-- THE REQUEST --
Convert the entries below into a two-column CSV with the header instruction,answer and one row per entry. Put each entry's text in the instruction field and its answer in the answer field, enclose both fields in double quotes, and replace every line break with a space.

-- LISTED ENTRIES --
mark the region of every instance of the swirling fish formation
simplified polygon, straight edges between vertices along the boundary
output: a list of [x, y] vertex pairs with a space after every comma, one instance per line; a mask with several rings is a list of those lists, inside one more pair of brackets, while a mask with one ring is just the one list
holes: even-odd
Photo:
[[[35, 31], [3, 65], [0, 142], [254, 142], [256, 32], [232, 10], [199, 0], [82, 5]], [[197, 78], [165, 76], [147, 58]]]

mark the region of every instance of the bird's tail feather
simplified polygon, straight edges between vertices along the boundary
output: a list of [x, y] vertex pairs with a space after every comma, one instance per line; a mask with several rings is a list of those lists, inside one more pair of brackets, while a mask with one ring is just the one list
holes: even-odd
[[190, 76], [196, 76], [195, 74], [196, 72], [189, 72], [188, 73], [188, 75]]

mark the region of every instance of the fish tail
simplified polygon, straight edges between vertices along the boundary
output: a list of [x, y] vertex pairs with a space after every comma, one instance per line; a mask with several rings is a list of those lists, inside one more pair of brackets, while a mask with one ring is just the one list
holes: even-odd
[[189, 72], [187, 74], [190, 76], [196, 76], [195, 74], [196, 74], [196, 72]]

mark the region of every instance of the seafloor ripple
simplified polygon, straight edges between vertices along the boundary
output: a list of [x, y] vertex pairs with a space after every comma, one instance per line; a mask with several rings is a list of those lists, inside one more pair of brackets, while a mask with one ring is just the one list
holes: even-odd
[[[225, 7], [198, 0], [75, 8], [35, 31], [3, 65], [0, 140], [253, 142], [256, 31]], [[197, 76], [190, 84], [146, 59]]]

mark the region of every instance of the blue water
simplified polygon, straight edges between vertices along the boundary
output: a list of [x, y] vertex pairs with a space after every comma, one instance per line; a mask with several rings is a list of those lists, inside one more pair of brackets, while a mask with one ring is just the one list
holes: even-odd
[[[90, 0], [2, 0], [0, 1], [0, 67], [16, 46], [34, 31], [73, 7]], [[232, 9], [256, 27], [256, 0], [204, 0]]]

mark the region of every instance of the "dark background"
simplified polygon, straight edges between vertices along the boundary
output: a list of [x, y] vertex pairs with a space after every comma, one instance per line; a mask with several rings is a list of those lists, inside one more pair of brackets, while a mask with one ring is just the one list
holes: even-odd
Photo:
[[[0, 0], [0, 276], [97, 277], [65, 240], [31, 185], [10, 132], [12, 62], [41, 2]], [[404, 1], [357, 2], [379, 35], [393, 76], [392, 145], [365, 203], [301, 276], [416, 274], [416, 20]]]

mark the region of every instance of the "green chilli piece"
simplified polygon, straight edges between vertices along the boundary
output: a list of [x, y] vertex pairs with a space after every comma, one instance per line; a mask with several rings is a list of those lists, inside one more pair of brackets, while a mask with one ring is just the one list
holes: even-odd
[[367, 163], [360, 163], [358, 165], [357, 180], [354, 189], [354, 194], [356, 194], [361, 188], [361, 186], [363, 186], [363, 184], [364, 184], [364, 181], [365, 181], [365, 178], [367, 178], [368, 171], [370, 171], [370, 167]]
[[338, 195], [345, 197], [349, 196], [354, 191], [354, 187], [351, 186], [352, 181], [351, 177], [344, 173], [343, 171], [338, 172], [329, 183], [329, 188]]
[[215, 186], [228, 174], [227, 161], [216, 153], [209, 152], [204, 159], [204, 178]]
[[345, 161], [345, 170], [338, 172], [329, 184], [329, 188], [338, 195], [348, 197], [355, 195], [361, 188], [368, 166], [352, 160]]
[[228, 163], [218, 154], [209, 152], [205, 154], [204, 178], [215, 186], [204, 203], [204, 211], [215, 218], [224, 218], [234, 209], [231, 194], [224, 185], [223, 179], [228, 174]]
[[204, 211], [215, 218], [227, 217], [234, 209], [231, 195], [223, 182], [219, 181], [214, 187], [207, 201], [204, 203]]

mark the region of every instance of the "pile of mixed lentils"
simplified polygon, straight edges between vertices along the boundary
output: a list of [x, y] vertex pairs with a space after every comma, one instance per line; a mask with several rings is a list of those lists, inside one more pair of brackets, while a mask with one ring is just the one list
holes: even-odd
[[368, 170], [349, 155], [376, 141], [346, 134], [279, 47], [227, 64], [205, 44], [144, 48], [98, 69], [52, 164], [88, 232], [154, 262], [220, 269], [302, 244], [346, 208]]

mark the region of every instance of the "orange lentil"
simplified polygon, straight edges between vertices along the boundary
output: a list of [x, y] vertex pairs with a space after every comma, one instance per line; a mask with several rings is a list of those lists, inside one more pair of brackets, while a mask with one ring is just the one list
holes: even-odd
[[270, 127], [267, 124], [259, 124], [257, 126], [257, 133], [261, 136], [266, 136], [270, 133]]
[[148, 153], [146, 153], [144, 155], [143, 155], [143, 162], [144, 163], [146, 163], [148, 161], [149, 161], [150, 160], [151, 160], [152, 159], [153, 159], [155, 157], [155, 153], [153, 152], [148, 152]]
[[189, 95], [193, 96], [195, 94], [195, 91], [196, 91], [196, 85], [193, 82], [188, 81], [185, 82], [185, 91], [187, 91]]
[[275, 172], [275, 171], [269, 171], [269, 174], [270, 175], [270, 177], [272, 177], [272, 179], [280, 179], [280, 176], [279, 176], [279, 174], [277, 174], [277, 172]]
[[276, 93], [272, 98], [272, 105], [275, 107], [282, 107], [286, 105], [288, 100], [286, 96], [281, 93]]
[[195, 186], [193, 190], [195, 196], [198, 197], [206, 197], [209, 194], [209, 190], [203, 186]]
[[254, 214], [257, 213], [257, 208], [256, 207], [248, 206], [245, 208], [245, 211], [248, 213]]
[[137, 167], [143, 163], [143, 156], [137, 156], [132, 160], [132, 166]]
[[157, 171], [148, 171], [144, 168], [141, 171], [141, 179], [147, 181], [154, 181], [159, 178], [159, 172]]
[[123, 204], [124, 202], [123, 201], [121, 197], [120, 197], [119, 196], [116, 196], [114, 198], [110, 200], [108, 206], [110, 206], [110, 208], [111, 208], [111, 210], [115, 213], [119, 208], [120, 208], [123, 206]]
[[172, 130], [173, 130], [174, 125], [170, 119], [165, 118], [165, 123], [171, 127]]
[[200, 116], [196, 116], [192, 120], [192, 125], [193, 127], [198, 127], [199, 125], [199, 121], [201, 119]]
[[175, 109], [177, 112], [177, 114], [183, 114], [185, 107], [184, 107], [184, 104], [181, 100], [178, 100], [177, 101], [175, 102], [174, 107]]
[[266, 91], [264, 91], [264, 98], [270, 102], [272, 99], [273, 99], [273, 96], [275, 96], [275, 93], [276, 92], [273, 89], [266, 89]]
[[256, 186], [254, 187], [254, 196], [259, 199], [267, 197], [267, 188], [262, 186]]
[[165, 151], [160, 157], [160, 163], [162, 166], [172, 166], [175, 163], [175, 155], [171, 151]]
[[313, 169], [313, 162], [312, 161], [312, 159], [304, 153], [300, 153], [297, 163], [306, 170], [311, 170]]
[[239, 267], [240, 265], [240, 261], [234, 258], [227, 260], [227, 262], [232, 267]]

-- THE OUTPUT --
instruction,answer
"mark the region of every instance of the swirling fish formation simplified polygon, straight edges between vertices along the boundary output: a list of [x, y] vertex pairs with a space after every comma, one instance per line; a mask with several rings is a list of those lists, inside one more pair of brackets, while a mask with one ring is just the one list holes: even-odd Photo:","[[[35, 31], [3, 65], [0, 142], [254, 142], [256, 32], [232, 10], [199, 0], [82, 5]], [[197, 78], [165, 76], [147, 58]]]"
"mark the region of every instance of the bird's tail feather simplified polygon, straight edges between vertices along the boundary output: a list of [x, y] vertex pairs with a space after every comma, one instance per line; a mask with several rings is a list of those lists, inside one more pair of brackets, while a mask with one ring is just the one list holes: even-odd","[[190, 76], [196, 76], [195, 74], [196, 72], [189, 72], [188, 73], [188, 75]]"
"mark the region of every instance of the fish tail simplified polygon, straight edges between vertices along the boundary output: a list of [x, y] vertex pairs with a space after every comma, one instance per line; a mask with several rings is a list of those lists, inside one more pair of brackets, while a mask with one ring is just the one list holes: even-odd","[[189, 72], [187, 74], [190, 76], [196, 76], [195, 74], [196, 74], [196, 72]]"
"mark the region of every instance of the seafloor ripple simplified polygon, straight edges between vertices along the boundary output: a list of [x, y] vertex pairs with a space after every comma, one instance per line; a mask with several rings is a list of those lists, inside one more pair of brackets, while a mask with one ring is just the one list holes: even-odd","[[[225, 7], [198, 0], [75, 8], [35, 31], [3, 65], [0, 140], [253, 142], [256, 31]], [[197, 76], [190, 84], [146, 59]]]"
"mark the region of every instance of the blue water simplified polygon, straight edges between vertices along the boundary output: a list of [x, y] vertex pairs with a space after every comma, one instance per line; a mask with several rings is a list of those lists, inside one more pair of brackets, while a mask with one ring is just the one list holes: even-odd","[[[90, 0], [2, 0], [0, 1], [0, 67], [16, 46], [34, 31], [73, 7]], [[232, 9], [256, 27], [256, 0], [204, 0]]]"
"mark the region of every instance of the ""dark background"" simplified polygon, straight edges between vertices along the boundary output: a list of [x, y] vertex pairs with a space after every comma, one instance per line; a mask with several rings is a list of those lists, inside one more pair of brackets, while a mask with one ring is just the one list holes: even-odd Photo:","[[[0, 0], [0, 276], [97, 277], [65, 240], [31, 185], [10, 132], [12, 62], [41, 2]], [[404, 1], [357, 2], [379, 35], [393, 76], [392, 145], [365, 203], [301, 276], [416, 274], [416, 20]]]"
"mark the region of every instance of the ""green chilli piece"" simplified polygon, straight edges between vertices along the boundary output: a list of [x, y] vertex pairs with a space after every comma, one instance per line; a mask with several rings is a list of those lists, inside one more pair of brackets, while a mask with one ring is just the one list holes: even-odd","[[367, 163], [360, 163], [358, 165], [357, 180], [354, 189], [354, 194], [356, 194], [361, 188], [361, 186], [363, 186], [363, 184], [364, 184], [364, 181], [365, 181], [365, 178], [367, 178], [368, 171], [370, 171], [370, 167]] [[338, 195], [345, 197], [349, 196], [354, 191], [354, 187], [351, 186], [352, 181], [351, 177], [344, 173], [343, 171], [338, 172], [329, 183], [329, 188]] [[215, 186], [228, 174], [227, 161], [216, 153], [209, 152], [204, 159], [204, 178]] [[345, 161], [345, 170], [338, 172], [329, 184], [329, 188], [338, 195], [348, 197], [355, 195], [361, 188], [368, 166], [352, 160]] [[228, 163], [218, 154], [209, 152], [205, 154], [204, 178], [215, 186], [204, 203], [204, 211], [215, 218], [224, 218], [234, 209], [231, 194], [224, 185], [223, 179], [228, 174]] [[204, 211], [215, 218], [227, 217], [234, 209], [231, 195], [223, 182], [219, 181], [214, 187], [207, 201], [204, 203]]"
"mark the region of every instance of the ""pile of mixed lentils"" simplified polygon, straight edges between vertices along the boundary output: a list of [x, y] vertex pairs with a space after every comma, one instance per line; a mask with several rings is a list of those lists, inside one more pair of brackets, while a mask with one ring is just the one list holes: even-odd","[[368, 170], [349, 155], [376, 141], [346, 134], [279, 47], [227, 64], [205, 44], [144, 48], [98, 69], [52, 164], [88, 232], [154, 262], [220, 269], [302, 244], [346, 208]]"
"mark the region of every instance of the ""orange lentil"" simplified polygon, straight edges between vertices along the boundary output: a list of [x, y] vertex pairs with a space after every comma, one instance per line; a mask with several rings is a list of those lists, inside one more pair of brackets, while a mask with one ring is just the one list holes: even-odd","[[270, 127], [267, 124], [259, 124], [257, 126], [257, 133], [261, 136], [266, 136], [270, 133]] [[148, 153], [146, 153], [144, 155], [143, 155], [143, 162], [144, 163], [146, 163], [148, 161], [149, 161], [150, 160], [151, 160], [152, 159], [153, 159], [155, 157], [155, 153], [153, 152], [148, 152]] [[189, 95], [193, 96], [195, 94], [195, 91], [196, 91], [196, 85], [193, 82], [188, 81], [185, 82], [185, 91], [187, 91]] [[275, 172], [275, 171], [269, 171], [269, 174], [270, 175], [270, 177], [272, 177], [272, 179], [280, 179], [280, 176], [279, 176], [279, 174], [277, 174], [277, 172]] [[276, 93], [272, 98], [272, 105], [275, 107], [282, 107], [286, 105], [288, 100], [286, 96], [281, 93]] [[195, 186], [193, 190], [195, 196], [198, 197], [206, 197], [209, 194], [209, 190], [203, 186]] [[254, 214], [257, 213], [257, 208], [256, 207], [248, 206], [245, 208], [245, 211], [248, 213]] [[137, 167], [143, 163], [143, 156], [137, 156], [132, 160], [132, 166]] [[157, 171], [148, 171], [144, 168], [141, 171], [141, 179], [147, 181], [154, 181], [159, 178], [159, 172]] [[123, 204], [124, 202], [123, 201], [121, 197], [120, 197], [119, 196], [116, 196], [114, 198], [110, 200], [108, 206], [110, 206], [110, 208], [111, 208], [111, 210], [115, 213], [119, 208], [120, 208], [123, 206]] [[172, 130], [173, 130], [174, 125], [170, 119], [165, 118], [165, 123], [171, 127]] [[200, 116], [196, 116], [192, 120], [192, 125], [193, 127], [198, 127], [199, 125], [199, 121], [201, 119]] [[175, 109], [177, 112], [177, 114], [183, 114], [185, 107], [184, 107], [184, 104], [181, 100], [178, 100], [177, 101], [175, 102], [174, 107]] [[266, 91], [264, 91], [264, 98], [270, 102], [272, 99], [273, 99], [273, 96], [275, 96], [275, 93], [276, 92], [273, 89], [266, 89]] [[256, 186], [254, 187], [254, 196], [259, 199], [267, 197], [267, 188], [262, 186]] [[165, 151], [160, 157], [160, 163], [162, 166], [172, 166], [175, 163], [175, 155], [171, 151]] [[313, 169], [313, 162], [312, 161], [312, 159], [304, 153], [300, 153], [297, 163], [306, 170], [311, 170]] [[239, 267], [240, 265], [240, 261], [234, 258], [227, 260], [227, 262], [232, 267]]"